**PROBLEM TO SOLVE:** Rescale the records below from the line containing "Exercise. Indicate with a point every instance of the red" down through the end of the records, restating every line with requests included and multiplying each answer point coordinate by 0.65, rounded to whole numbers with halves going up. Return only those lines, with the pictures left out.

####################

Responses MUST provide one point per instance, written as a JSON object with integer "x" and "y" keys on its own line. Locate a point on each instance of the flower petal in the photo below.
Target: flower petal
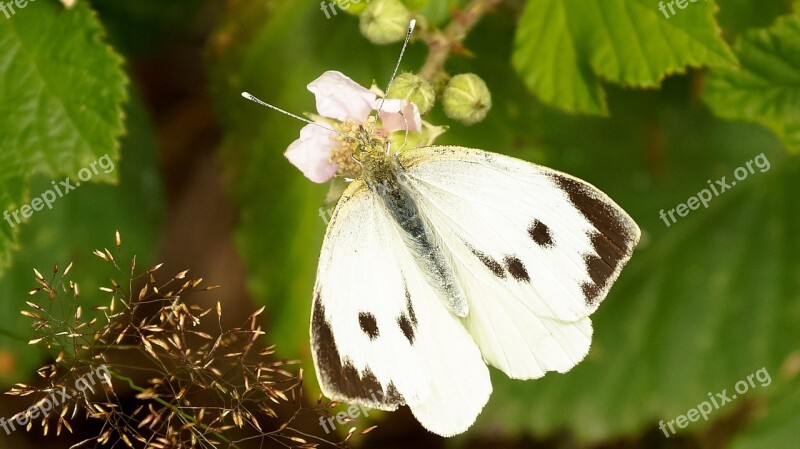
{"x": 341, "y": 98}
{"x": 397, "y": 114}
{"x": 311, "y": 153}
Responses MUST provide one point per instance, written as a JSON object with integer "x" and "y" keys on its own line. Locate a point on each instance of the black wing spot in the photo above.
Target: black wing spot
{"x": 407, "y": 328}
{"x": 517, "y": 269}
{"x": 540, "y": 233}
{"x": 410, "y": 309}
{"x": 339, "y": 373}
{"x": 493, "y": 265}
{"x": 368, "y": 324}
{"x": 601, "y": 267}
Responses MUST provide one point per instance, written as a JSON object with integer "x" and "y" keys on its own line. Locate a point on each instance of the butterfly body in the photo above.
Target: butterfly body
{"x": 386, "y": 178}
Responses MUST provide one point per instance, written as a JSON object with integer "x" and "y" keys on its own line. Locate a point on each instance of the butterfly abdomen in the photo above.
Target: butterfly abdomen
{"x": 389, "y": 183}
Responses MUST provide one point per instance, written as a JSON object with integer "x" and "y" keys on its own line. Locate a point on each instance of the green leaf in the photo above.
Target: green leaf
{"x": 61, "y": 95}
{"x": 703, "y": 303}
{"x": 736, "y": 16}
{"x": 565, "y": 47}
{"x": 766, "y": 87}
{"x": 778, "y": 419}
{"x": 80, "y": 222}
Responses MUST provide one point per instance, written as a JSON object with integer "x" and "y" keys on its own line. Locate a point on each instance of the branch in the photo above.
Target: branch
{"x": 441, "y": 43}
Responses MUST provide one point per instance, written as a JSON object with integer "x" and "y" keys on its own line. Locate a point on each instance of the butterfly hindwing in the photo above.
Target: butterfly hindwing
{"x": 535, "y": 250}
{"x": 380, "y": 336}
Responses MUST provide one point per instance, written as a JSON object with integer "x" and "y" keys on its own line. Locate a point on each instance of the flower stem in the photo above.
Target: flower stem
{"x": 441, "y": 43}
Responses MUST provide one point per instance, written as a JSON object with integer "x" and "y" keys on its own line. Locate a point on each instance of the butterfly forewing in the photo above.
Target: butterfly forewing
{"x": 380, "y": 335}
{"x": 535, "y": 250}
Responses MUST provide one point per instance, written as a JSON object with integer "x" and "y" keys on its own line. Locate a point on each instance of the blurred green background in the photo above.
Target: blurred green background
{"x": 645, "y": 107}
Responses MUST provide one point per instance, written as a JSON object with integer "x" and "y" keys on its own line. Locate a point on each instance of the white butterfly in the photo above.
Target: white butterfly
{"x": 445, "y": 259}
{"x": 440, "y": 260}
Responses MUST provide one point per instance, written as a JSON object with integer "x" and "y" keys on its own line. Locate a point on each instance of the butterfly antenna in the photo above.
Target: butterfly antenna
{"x": 275, "y": 108}
{"x": 397, "y": 66}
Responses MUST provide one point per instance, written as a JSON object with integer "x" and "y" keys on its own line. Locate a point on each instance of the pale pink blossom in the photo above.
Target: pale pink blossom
{"x": 340, "y": 98}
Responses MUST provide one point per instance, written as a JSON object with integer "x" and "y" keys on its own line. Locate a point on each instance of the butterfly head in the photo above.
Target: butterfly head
{"x": 361, "y": 149}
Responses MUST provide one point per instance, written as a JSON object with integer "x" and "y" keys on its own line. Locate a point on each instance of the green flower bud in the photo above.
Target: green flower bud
{"x": 466, "y": 98}
{"x": 414, "y": 89}
{"x": 384, "y": 21}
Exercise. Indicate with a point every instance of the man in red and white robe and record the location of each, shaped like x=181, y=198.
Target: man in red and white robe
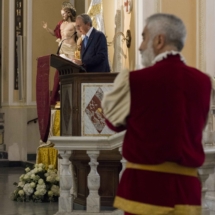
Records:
x=163, y=109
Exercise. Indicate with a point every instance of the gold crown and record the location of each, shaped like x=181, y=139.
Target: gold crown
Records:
x=67, y=5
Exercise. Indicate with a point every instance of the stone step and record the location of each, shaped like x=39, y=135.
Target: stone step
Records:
x=8, y=163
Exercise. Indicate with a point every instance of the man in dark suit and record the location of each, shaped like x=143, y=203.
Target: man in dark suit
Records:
x=94, y=53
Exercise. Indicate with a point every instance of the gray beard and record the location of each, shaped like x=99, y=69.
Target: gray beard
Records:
x=147, y=55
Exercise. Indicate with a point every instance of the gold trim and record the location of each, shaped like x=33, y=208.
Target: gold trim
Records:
x=167, y=167
x=145, y=209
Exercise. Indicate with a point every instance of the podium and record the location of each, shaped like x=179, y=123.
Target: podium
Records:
x=81, y=115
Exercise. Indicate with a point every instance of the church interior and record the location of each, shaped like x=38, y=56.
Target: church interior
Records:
x=21, y=144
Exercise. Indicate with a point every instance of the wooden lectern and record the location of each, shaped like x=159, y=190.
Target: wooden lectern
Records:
x=81, y=115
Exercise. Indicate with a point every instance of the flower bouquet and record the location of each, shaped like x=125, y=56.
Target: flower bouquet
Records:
x=37, y=185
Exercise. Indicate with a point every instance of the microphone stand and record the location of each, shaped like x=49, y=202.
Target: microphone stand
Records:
x=58, y=50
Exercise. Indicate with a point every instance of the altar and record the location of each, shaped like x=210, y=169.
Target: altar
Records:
x=81, y=115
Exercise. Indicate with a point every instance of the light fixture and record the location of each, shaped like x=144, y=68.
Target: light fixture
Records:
x=126, y=38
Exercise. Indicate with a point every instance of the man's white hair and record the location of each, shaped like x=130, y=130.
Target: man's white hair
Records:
x=169, y=25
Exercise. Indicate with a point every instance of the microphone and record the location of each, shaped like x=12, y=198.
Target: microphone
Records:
x=58, y=50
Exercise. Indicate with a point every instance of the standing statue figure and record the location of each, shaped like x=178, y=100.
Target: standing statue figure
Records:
x=65, y=31
x=67, y=37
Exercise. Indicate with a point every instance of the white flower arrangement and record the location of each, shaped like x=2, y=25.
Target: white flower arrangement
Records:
x=37, y=185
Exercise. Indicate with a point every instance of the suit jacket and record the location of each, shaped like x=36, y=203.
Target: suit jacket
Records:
x=95, y=55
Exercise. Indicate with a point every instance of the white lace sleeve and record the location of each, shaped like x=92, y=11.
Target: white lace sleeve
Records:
x=116, y=103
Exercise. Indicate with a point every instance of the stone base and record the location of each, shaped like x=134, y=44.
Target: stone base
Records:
x=115, y=212
x=2, y=147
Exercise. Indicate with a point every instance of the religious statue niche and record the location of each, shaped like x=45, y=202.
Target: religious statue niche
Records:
x=18, y=31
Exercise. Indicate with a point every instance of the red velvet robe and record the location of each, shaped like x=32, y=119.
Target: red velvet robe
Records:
x=169, y=106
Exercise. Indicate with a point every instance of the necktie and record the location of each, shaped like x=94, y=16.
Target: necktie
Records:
x=85, y=41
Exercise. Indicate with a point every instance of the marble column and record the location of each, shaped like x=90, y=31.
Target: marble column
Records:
x=93, y=183
x=65, y=199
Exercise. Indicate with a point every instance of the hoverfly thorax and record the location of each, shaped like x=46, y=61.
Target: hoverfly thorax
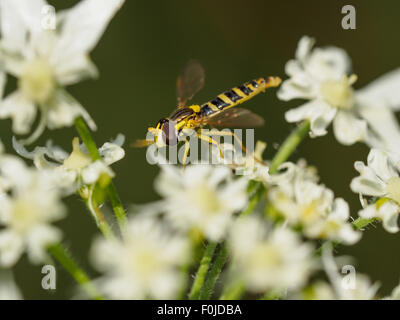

####################

**TASK ANSWER:**
Exercise. Indicate with a point every instance of the red velvet robe and record the location of each, shaped like x=32, y=119.
Target: red velvet robe
Records:
x=110, y=69
Exercise. Indicate with a point every instance of the necktie and record the location of each, shaped like x=94, y=16.
Target: necktie
Records:
x=55, y=27
Exercise. Indicate with a point every instance of the marble column and record the location of each, shaped like x=90, y=31.
Target: marble column
Records:
x=60, y=119
x=42, y=129
Exercise. Indicate with a point every instance of the hoverfly thorax and record the location of each, shaped like x=46, y=61.
Target: hoverfly thorax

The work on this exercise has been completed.